(Dataset entries)
^^^^^^^^
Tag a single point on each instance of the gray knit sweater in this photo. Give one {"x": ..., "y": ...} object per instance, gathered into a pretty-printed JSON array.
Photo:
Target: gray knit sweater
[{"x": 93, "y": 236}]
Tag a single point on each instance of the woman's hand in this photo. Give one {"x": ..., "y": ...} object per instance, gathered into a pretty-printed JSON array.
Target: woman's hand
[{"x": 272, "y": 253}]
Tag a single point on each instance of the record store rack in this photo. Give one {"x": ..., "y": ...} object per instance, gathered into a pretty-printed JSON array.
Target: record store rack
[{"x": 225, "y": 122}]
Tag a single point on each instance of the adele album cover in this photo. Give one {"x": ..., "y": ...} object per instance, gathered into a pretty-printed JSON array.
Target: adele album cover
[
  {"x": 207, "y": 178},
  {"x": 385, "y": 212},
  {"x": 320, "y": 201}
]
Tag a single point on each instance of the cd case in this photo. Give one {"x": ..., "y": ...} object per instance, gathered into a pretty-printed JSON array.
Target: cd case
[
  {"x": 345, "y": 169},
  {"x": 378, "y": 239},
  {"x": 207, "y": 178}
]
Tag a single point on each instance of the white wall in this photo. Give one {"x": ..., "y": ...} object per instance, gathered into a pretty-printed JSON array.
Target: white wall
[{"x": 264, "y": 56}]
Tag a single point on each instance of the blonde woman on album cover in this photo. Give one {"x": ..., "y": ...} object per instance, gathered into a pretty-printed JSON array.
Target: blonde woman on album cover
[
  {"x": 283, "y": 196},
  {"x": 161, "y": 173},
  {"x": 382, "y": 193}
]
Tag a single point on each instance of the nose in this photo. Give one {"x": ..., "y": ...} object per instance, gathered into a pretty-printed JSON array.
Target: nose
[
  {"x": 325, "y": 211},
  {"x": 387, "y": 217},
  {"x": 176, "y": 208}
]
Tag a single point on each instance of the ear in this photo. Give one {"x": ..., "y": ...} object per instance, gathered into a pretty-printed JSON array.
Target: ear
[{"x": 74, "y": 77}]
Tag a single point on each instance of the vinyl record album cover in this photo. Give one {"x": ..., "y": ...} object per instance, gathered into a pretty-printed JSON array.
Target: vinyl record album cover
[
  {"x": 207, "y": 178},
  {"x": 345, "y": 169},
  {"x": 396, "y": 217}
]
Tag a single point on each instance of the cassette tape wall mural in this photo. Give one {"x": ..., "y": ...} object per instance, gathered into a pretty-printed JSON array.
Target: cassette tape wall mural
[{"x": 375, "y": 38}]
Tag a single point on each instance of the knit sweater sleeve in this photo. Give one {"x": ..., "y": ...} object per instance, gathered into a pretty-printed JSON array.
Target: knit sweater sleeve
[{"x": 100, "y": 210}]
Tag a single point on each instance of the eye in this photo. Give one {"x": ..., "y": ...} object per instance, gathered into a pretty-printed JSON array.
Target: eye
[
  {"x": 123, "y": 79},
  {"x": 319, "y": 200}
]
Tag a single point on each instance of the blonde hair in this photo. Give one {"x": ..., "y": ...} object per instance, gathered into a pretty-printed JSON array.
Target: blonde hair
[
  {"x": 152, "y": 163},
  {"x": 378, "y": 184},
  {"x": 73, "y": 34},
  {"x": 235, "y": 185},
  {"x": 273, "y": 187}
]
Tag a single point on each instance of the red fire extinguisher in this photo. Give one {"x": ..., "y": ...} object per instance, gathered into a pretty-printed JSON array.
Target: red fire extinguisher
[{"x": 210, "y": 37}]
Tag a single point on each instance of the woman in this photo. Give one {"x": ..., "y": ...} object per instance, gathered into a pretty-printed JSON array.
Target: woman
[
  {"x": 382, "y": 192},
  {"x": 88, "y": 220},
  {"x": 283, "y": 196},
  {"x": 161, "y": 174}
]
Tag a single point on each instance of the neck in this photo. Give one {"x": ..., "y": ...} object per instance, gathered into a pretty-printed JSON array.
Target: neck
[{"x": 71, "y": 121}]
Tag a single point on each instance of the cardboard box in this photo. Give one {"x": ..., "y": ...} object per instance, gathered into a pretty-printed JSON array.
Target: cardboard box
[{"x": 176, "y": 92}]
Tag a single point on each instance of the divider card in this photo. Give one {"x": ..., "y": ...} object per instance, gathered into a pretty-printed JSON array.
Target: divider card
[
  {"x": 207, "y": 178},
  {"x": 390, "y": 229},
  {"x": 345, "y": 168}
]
^^^^^^^^
**TASK OBJECTIVE:** Please give back all of the records exactly as written.

**RESPONSE TO THIS EXERCISE:**
Tag a single point on each instance of the gray knit sweater in this photo. Give one {"x": ..., "y": ...} object per instance, gathered into a pretty-printed JSON array.
Photo:
Target: gray knit sweater
[{"x": 93, "y": 236}]
Tag a single point on each instance of the woman's hand in this photo. Give one {"x": ..., "y": ...} object per instance, gathered into a pretty-printed JSON array.
Target: woman's hand
[{"x": 272, "y": 253}]
Tag a single point on each instance of the record store rack in this photo. Give one {"x": ..., "y": ...} object per instance, gathered into a pretty-printed JSON array.
Target: record store rack
[{"x": 225, "y": 122}]
Tag a single point on each instance of the adele album cover in this photo. Give one {"x": ..., "y": ...} object per instance, gathered into a pretty-printed JSON array.
Target: adele album cover
[
  {"x": 207, "y": 178},
  {"x": 385, "y": 212},
  {"x": 320, "y": 201}
]
Tag a single point on each instance of the cd case in this photo. Give one {"x": ..., "y": ...} object per instance, gathered into a pretty-printed JSON array.
Target: cd case
[
  {"x": 345, "y": 169},
  {"x": 378, "y": 239},
  {"x": 207, "y": 178}
]
Tag a single point on each instance of the white wall in this photo. Give one {"x": ..., "y": ...} object per instance, gathered into a pretty-printed JSON array.
Target: white wall
[{"x": 264, "y": 56}]
Tag a single point on each instance of the blonde woman on album cover in this photo. Give one {"x": ..., "y": ...} object per instance, gathered into a pretty-printed JSON array.
Target: blonde woman on album cover
[
  {"x": 283, "y": 196},
  {"x": 161, "y": 173},
  {"x": 382, "y": 193}
]
Tag a single point on each instance of the nose in this photo. Give one {"x": ..., "y": ...} object per instance, gathered into a pretty-printed JSON array.
Target: nose
[
  {"x": 325, "y": 211},
  {"x": 387, "y": 217},
  {"x": 176, "y": 208}
]
Tag a single point on each instance of the ear in this photo. Give one {"x": ..., "y": ...} object per instance, gathered into a pretty-printed JSON array.
Target: ear
[{"x": 74, "y": 77}]
Tag a single point on each instance of the vinyl record album cover in this photo. Give one {"x": ..., "y": ...} object per instance, gathered into a pretty-printed JSON array.
Target: vinyl record album cover
[
  {"x": 207, "y": 178},
  {"x": 345, "y": 169},
  {"x": 396, "y": 217}
]
Tag a single point on each instance of the cassette tape wall mural in this photo. Give one {"x": ..., "y": ...} object per instance, gathered into a pretty-printed JSON array.
Target: cassette tape wall mural
[{"x": 375, "y": 38}]
Tag a single point on each instance of the knit sweater sleeve in this photo. Give one {"x": ..., "y": ...} object per instance, gathered into a pretty-printed JSON array.
Target: knit sweater sleeve
[{"x": 100, "y": 210}]
Tag a single point on each instance of the eye in this photo. Give one {"x": ..., "y": ...} object per instance, gathered into a pretty-printed JSON array.
Target: eye
[
  {"x": 123, "y": 79},
  {"x": 319, "y": 200}
]
Tag a single point on each instance of the blonde hair in this photo. Give one {"x": ..., "y": ...} object per instance, gathered into a pretty-printed JSON array.
Target: blonde hair
[
  {"x": 152, "y": 163},
  {"x": 378, "y": 184},
  {"x": 73, "y": 34},
  {"x": 235, "y": 185},
  {"x": 273, "y": 187}
]
Tag a single point on each instance of the red fire extinguisher in this photo. Give one {"x": ..., "y": ...} object per instance, gathered into a pretty-printed JSON array.
Target: red fire extinguisher
[{"x": 210, "y": 37}]
Tag a single point on each instance of the woman in this photo. Give one {"x": ..., "y": ...} object per instance, gathered into a pretty-printed JSON array.
Target: woman
[
  {"x": 382, "y": 192},
  {"x": 88, "y": 220},
  {"x": 283, "y": 196},
  {"x": 161, "y": 174}
]
Tag a single point on each instance of the neck in this photo. Give one {"x": ..., "y": ...} object per instance, gathered into a pretty-printed JSON array.
Target: neck
[{"x": 71, "y": 121}]
Tag a single point on each instance of the cardboard box in this photo. Give one {"x": ..., "y": ...} object per instance, gathered into a pretty-printed JSON array.
Target: cardboard box
[{"x": 176, "y": 92}]
Tag a single point on each instance of the divider card in this photo. Give one {"x": ..., "y": ...} object per instance, gathered into a pretty-printed JSON array.
Target: divider card
[
  {"x": 207, "y": 178},
  {"x": 390, "y": 229},
  {"x": 345, "y": 168}
]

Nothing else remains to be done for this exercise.